[BEGIN]

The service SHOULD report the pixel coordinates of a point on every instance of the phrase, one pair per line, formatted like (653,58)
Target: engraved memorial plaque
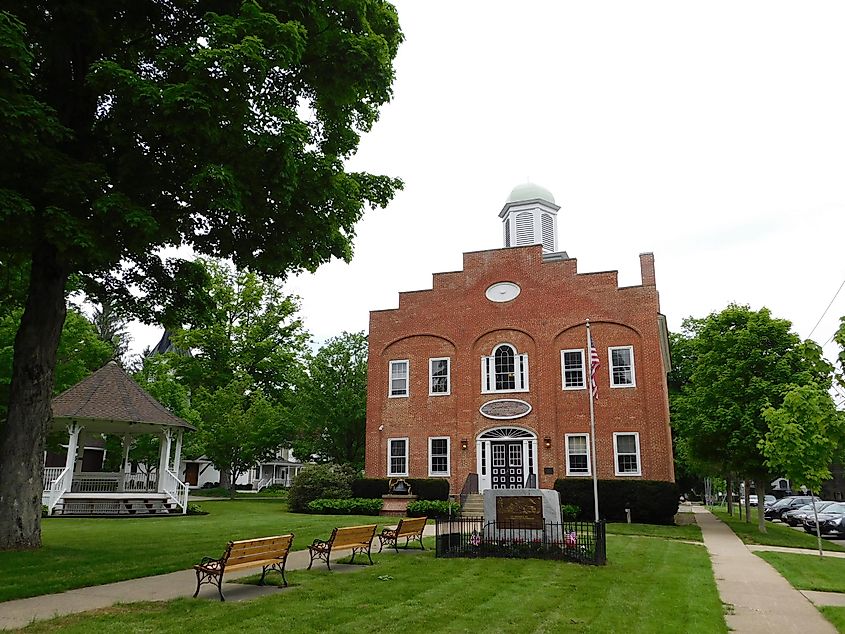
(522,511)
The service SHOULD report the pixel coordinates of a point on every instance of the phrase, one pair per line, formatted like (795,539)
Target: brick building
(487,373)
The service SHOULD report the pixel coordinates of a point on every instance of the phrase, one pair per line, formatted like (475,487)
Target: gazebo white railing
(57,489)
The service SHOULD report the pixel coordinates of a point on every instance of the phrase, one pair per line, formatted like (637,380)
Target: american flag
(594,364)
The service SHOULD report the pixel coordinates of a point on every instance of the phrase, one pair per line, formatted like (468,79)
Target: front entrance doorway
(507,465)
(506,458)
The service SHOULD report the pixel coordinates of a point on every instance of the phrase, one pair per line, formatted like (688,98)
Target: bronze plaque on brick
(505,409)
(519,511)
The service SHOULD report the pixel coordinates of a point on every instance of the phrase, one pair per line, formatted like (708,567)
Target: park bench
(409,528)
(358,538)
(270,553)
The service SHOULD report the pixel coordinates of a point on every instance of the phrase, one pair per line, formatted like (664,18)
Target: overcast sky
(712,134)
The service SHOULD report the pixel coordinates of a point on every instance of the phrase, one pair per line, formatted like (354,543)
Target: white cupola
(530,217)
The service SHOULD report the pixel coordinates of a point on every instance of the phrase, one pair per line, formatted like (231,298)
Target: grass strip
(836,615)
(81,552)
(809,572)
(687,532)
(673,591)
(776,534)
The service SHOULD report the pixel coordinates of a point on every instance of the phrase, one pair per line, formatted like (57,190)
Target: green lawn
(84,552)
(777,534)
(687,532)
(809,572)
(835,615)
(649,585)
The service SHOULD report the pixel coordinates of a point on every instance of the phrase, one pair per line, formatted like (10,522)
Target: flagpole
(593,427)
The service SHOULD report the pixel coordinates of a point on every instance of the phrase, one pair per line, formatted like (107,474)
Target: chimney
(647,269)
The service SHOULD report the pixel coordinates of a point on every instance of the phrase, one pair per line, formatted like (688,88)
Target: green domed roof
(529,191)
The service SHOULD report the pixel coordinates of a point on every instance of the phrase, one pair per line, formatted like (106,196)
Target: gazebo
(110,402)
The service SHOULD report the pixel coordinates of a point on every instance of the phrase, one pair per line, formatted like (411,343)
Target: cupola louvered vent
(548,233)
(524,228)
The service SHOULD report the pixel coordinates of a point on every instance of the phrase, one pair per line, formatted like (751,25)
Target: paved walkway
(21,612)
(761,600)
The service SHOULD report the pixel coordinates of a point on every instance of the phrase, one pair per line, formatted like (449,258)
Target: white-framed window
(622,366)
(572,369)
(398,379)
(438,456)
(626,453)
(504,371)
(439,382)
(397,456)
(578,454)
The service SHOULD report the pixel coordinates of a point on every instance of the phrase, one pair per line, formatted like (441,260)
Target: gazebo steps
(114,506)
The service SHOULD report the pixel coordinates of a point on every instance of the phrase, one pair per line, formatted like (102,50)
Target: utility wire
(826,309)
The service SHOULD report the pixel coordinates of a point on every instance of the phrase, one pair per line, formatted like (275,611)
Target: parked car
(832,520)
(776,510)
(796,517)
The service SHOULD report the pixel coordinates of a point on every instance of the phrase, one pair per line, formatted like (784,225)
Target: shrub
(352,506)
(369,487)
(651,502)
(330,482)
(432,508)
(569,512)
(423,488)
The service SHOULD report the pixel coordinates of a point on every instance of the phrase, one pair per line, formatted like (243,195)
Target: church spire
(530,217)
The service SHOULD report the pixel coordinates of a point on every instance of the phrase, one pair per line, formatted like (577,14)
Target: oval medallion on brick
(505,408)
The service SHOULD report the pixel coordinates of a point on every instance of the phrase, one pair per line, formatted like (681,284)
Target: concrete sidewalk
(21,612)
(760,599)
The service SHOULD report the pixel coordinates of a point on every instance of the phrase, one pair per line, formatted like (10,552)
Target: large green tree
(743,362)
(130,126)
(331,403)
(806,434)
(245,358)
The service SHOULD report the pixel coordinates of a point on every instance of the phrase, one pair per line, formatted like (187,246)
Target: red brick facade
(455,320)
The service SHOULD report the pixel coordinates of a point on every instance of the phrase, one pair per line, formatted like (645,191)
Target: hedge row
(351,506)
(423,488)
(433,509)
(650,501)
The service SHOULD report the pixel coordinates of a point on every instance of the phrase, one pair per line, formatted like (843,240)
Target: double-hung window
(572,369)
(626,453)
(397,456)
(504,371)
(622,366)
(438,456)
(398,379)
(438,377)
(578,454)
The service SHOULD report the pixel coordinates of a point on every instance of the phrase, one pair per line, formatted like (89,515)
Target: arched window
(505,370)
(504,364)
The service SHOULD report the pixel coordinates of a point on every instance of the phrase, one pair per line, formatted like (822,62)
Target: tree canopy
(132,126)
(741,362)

[END]

— Work instructions —
Render every line of the data above as a Markdown table with the columns "Row" and "Line", numbering the rows and skipping blank lines. Leave the pictures out.

— Solution for this task —
| Row | Line |
|---|---|
| 1 | The service SHOULD report the pixel coordinates of a point on every instance of the phrase, one pair per line, formatted like (653,58) |
| 2 | Target: engraved memorial plaque |
| 3 | (522,511) |
| 4 | The service SHOULD report the pixel coordinates of a point on every instance of the phrase, one pair per line, formatted like (795,539) |
| 5 | Target: brick building |
| 6 | (487,373) |
| 7 | The service SHOULD report the pixel coordinates of a point on every instance of the phrase, one pair per line, formatted like (475,487) |
| 8 | Target: gazebo white railing |
| 9 | (57,489) |
| 10 | The service SHOULD report the pixel coordinates of a point on every instance of the phrase, one pair per line, formatted like (637,380) |
| 11 | Target: american flag |
| 12 | (594,364) |
| 13 | The service SHOULD report the pixel coordinates of a point on every instance of the phrase, one pair per line, formatted like (468,79) |
| 14 | Target: front entrance doorway |
| 15 | (507,465) |
| 16 | (506,458) |
| 17 | The service SHOULD report the pixel coordinates of a point on every instance of the phrase, one pair per line, formatted like (688,98) |
| 18 | Target: bronze plaque on brick |
| 19 | (505,409) |
| 20 | (519,511) |
| 21 | The service SHOULD report the pixel coordinates of a point on every instance of the phrase, one pair per line, formatted like (708,567) |
| 22 | Target: park bench |
| 23 | (409,528) |
| 24 | (358,538) |
| 25 | (270,553) |
| 26 | The service SHOULD report the pixel coordinates of a point on every instance of the phrase, one pair per line, formatted like (664,18) |
| 27 | Target: overcast sky |
| 28 | (712,134) |
| 29 | The service SHOULD report the pixel coordinates of a point on every instance of the phrase, one pair per line, formatted like (354,543) |
| 30 | Target: white cupola |
| 31 | (530,217) |
| 32 | The service SHOULD report the pixel coordinates of a point on every instance of the phrase, one pair per line, formatted like (231,298) |
| 33 | Target: grass strip |
| 34 | (836,615) |
| 35 | (81,552) |
| 36 | (809,572) |
| 37 | (687,532) |
| 38 | (673,591) |
| 39 | (776,534) |
| 40 | The service SHOULD report the pixel coordinates of a point on every instance of the phrase, one pair per line, formatted like (57,190) |
| 41 | Target: green lawn |
| 42 | (84,552) |
| 43 | (777,534) |
| 44 | (687,532) |
| 45 | (809,572) |
| 46 | (835,615) |
| 47 | (649,585) |
| 48 | The service SHOULD report the pixel coordinates of a point on every instance of the phrase, one pair per line, formatted like (10,522) |
| 49 | Target: flagpole |
| 50 | (593,427) |
| 51 | The service SHOULD report the pixel coordinates of a point on every instance of the phrase, one pair per line, formatted like (107,474) |
| 52 | Target: chimney |
| 53 | (647,269) |
| 54 | The service SHOULD report the pixel coordinates of a point on every instance of the phrase, one pair per line, formatted like (688,88) |
| 55 | Target: green domed roof |
| 56 | (529,191) |
| 57 | The service SHOULD report the pixel coordinates of a point on every instance of the phrase, one pair per line, formatted like (106,196) |
| 58 | Target: gazebo |
| 59 | (110,402) |
| 60 | The service SHOULD report the pixel coordinates of a point on every instance of the phrase, one pair per line, formatted like (411,343) |
| 61 | Target: cupola louvered vent |
| 62 | (548,233) |
| 63 | (524,228) |
| 64 | The service SHOULD report the pixel coordinates of a point on every instance of the phrase, one pair per line, formatted like (751,25) |
| 65 | Target: paved walkway |
| 66 | (21,612) |
| 67 | (761,600) |
| 68 | The service SHOULD report the pixel coordinates of a point on every instance of the phrase, one pair per line, formatted like (449,258) |
| 69 | Target: white-framed window |
| 70 | (622,366) |
| 71 | (572,369) |
| 72 | (398,379) |
| 73 | (438,456) |
| 74 | (626,453) |
| 75 | (504,371) |
| 76 | (439,382) |
| 77 | (397,456) |
| 78 | (578,454) |
| 79 | The service SHOULD report the pixel coordinates of a point on every instance of the phrase, one pair per line, formatted like (441,260) |
| 80 | Target: gazebo steps |
| 81 | (114,506) |
| 82 | The service SHOULD report the pixel coordinates of a point on every instance of the phrase, one pair per line, formatted like (102,50) |
| 83 | Target: utility wire |
| 84 | (826,309) |
| 85 | The service SHOULD report the pixel coordinates of a point on every instance of the phrase, one pair per line, formatted like (275,611) |
| 86 | Target: parked car |
| 87 | (832,520) |
| 88 | (776,510) |
| 89 | (796,517) |
| 90 | The service SHOULD report the pixel coordinates of a point on every instance of the phrase, one pair per line, formatted like (784,225) |
| 91 | Target: shrub |
| 92 | (352,506) |
| 93 | (369,487) |
| 94 | (651,502) |
| 95 | (330,482) |
| 96 | (432,508) |
| 97 | (569,512) |
| 98 | (423,488) |
| 99 | The service SHOULD report the pixel coordinates of a point on every instance of the phrase, one pair per line, formatted like (243,195) |
| 100 | Target: church spire |
| 101 | (530,217) |
| 102 | The service SHOULD report the pixel coordinates of a point on every instance of the phrase, one pair per line, formatted like (577,14) |
| 103 | Target: oval medallion on brick |
| 104 | (505,408) |
| 105 | The service SHOULD report the pixel coordinates of a point on every instance of the phrase, one pair per line, formatted like (681,284) |
| 106 | Target: concrete sidewalk |
| 107 | (21,612) |
| 108 | (760,599) |
| 109 | The service SHOULD report the pixel coordinates of a point on every instance of the phrase, one pair per line, formatted like (10,552) |
| 110 | Target: large green tree |
| 111 | (743,362) |
| 112 | (130,126) |
| 113 | (331,403) |
| 114 | (806,434) |
| 115 | (245,358) |
| 116 | The service SHOULD report the pixel coordinates of a point on every instance of the phrase, one pair per line, formatted like (187,246) |
| 117 | Target: red brick facade |
| 118 | (455,320) |
| 119 | The service SHOULD report the pixel coordinates of a point on every instance of the phrase, one pair per line, formatted like (645,191) |
| 120 | Target: hedge row |
| 121 | (351,506) |
| 122 | (423,488) |
| 123 | (433,509) |
| 124 | (650,501) |
| 125 | The service SHOULD report the pixel coordinates of a point on every instance of the phrase, one pair per line, formatted like (843,240) |
| 126 | Target: double-hung window |
| 127 | (572,369) |
| 128 | (626,453) |
| 129 | (397,456) |
| 130 | (504,371) |
| 131 | (622,366) |
| 132 | (438,456) |
| 133 | (398,379) |
| 134 | (438,377) |
| 135 | (578,454) |
| 136 | The service SHOULD report the pixel coordinates of a point on every instance of the phrase, one pair per line, formatted like (89,515) |
| 137 | Target: arched window |
| 138 | (505,370) |
| 139 | (504,364) |
| 140 | The service SHOULD report the pixel coordinates of a point on every instance of the phrase, one pair per line, formatted like (822,62) |
| 141 | Target: tree canopy |
| 142 | (132,126) |
| 143 | (741,362) |